WHAT YOU NEED TO DO: Please gather every line in the records that contains the word "stadium", and copy each of those lines in full.

RECORDS FOR THE TASK:
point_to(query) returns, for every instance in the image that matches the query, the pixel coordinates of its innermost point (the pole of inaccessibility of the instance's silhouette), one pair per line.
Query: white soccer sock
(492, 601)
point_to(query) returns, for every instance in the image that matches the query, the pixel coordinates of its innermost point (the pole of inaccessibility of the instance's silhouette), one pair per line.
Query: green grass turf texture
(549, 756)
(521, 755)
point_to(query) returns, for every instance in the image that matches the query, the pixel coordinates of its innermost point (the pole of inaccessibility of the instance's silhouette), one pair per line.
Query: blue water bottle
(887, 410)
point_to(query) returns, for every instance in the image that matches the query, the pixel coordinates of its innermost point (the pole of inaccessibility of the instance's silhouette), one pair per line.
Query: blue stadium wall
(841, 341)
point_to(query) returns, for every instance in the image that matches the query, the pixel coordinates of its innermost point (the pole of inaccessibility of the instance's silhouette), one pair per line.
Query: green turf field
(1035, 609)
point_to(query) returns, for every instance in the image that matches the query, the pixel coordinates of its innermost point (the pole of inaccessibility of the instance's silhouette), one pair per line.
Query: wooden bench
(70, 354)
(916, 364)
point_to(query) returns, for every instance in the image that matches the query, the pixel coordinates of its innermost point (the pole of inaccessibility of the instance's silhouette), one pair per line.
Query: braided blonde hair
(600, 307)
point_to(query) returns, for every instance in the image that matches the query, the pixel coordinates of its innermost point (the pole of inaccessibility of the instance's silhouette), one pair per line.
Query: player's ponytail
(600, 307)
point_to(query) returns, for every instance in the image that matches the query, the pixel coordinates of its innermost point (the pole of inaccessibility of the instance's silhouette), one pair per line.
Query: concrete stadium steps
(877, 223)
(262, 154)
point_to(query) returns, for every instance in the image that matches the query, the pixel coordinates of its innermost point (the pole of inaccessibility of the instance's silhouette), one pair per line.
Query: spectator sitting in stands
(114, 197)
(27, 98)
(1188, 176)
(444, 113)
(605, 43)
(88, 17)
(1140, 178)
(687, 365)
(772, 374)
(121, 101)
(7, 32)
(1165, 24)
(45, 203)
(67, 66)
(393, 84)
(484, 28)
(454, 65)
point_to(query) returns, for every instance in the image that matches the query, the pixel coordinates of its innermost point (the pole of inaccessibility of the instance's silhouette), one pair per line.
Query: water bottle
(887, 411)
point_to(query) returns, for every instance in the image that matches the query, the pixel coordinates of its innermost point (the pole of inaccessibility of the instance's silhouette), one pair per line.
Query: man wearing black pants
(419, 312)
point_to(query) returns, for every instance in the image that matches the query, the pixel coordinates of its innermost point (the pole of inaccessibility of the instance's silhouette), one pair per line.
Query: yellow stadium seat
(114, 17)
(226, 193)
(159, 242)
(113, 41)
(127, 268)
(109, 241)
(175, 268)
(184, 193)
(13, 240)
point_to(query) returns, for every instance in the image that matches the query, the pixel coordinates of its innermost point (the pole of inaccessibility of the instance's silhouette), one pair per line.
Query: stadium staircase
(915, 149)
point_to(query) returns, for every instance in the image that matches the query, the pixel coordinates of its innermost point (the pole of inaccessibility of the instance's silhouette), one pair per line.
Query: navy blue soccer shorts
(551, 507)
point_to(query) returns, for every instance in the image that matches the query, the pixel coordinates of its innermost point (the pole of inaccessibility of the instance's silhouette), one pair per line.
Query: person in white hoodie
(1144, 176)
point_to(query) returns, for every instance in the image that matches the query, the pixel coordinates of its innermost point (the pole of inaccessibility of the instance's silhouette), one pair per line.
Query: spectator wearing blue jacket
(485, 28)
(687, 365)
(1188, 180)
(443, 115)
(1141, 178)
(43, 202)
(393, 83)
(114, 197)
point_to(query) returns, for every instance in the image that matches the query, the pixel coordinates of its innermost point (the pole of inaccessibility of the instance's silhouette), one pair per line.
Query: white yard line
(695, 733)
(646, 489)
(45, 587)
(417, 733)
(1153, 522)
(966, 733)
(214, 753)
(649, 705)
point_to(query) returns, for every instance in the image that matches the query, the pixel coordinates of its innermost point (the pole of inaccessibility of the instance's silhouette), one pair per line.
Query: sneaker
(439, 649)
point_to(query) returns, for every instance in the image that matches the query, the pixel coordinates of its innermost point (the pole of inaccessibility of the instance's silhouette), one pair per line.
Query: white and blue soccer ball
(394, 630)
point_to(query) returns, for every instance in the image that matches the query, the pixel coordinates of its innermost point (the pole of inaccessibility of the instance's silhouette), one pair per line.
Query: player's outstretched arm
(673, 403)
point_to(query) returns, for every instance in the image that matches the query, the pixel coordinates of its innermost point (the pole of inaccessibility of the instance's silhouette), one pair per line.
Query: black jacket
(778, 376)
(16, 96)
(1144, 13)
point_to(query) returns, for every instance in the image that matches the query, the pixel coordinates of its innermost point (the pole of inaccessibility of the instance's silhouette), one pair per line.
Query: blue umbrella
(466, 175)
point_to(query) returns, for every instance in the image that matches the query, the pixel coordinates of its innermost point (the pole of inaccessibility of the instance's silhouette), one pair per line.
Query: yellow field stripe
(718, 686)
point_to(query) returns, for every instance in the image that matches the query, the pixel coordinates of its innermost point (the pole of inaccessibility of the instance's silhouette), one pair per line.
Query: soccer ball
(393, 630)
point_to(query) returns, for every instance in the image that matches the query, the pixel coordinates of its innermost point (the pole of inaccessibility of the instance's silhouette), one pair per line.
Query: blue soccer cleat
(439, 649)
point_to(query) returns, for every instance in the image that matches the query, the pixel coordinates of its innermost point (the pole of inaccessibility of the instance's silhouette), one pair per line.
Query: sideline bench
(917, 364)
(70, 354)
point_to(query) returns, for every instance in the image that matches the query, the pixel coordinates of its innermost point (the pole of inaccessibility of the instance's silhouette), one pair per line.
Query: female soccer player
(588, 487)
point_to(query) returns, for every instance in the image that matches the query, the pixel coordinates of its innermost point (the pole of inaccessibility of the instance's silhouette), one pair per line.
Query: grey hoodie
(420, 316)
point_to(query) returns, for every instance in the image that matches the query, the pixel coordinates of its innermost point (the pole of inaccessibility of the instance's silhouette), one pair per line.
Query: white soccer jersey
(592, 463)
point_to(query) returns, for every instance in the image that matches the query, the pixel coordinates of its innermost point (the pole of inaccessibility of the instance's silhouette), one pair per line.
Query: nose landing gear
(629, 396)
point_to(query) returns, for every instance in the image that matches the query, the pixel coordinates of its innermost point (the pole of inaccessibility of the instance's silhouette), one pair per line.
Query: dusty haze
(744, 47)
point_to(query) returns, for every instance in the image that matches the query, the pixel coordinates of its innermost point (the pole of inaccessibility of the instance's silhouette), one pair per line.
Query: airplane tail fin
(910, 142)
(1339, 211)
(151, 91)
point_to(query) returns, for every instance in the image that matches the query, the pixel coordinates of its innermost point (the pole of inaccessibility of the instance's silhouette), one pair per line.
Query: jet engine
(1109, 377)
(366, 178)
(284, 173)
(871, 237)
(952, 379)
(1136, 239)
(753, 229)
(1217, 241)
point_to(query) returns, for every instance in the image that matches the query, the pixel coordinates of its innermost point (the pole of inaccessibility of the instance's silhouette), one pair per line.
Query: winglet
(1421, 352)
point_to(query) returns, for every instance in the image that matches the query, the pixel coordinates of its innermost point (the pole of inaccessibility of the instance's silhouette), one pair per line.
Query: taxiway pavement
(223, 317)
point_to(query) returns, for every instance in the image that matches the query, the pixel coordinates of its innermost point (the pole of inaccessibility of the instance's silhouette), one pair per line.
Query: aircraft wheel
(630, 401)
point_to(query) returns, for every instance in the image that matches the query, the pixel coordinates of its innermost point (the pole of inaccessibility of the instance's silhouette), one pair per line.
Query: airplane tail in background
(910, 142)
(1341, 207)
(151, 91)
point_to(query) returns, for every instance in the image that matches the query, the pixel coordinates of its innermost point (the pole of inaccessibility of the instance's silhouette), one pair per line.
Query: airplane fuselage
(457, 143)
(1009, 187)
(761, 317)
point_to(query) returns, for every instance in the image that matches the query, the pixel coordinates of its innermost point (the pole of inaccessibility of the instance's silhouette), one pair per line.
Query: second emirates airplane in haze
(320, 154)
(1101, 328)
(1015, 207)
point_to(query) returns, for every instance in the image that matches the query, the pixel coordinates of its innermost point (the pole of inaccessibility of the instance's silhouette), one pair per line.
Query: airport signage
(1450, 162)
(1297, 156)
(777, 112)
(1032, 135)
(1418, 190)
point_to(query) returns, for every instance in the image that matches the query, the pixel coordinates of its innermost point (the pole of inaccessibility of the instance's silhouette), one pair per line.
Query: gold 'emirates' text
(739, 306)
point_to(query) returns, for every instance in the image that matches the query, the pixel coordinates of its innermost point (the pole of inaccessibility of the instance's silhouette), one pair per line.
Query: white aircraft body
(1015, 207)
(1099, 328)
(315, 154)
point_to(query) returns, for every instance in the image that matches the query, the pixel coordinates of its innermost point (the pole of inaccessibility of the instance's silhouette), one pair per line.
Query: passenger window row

ANSWER TO THE EXERCISE:
Query: blue stadium wall
Query: concrete stadium steps
Query: yellow stadium seat
Query: stadium staircase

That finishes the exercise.